[INSTRUCTIONS FOR THE TASK] Each entry should be duplicated verbatim; its pictures should not be.

____

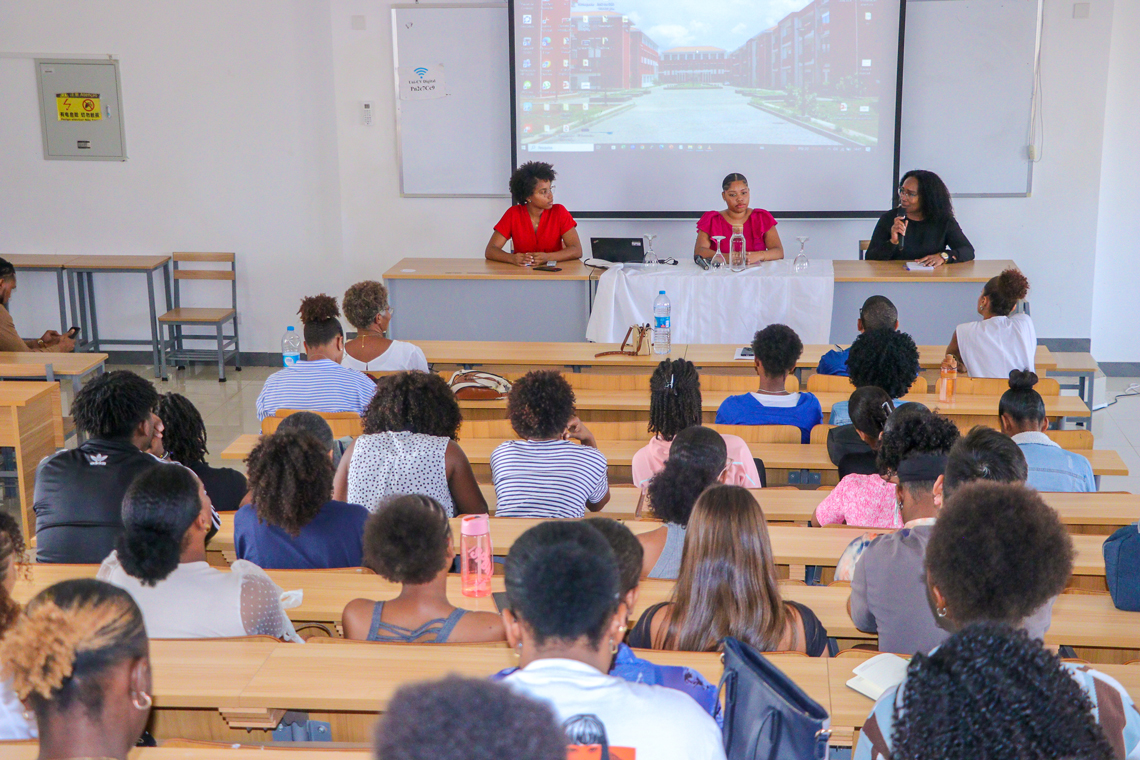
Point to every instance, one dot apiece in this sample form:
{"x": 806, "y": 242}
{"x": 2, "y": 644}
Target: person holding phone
{"x": 922, "y": 228}
{"x": 539, "y": 229}
{"x": 9, "y": 338}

____

[SOLUTION TO THE EXERCISE]
Point to every instance, one dot apiece in this sample form:
{"x": 806, "y": 242}
{"x": 2, "y": 644}
Target: person holding phone
{"x": 922, "y": 228}
{"x": 539, "y": 229}
{"x": 9, "y": 338}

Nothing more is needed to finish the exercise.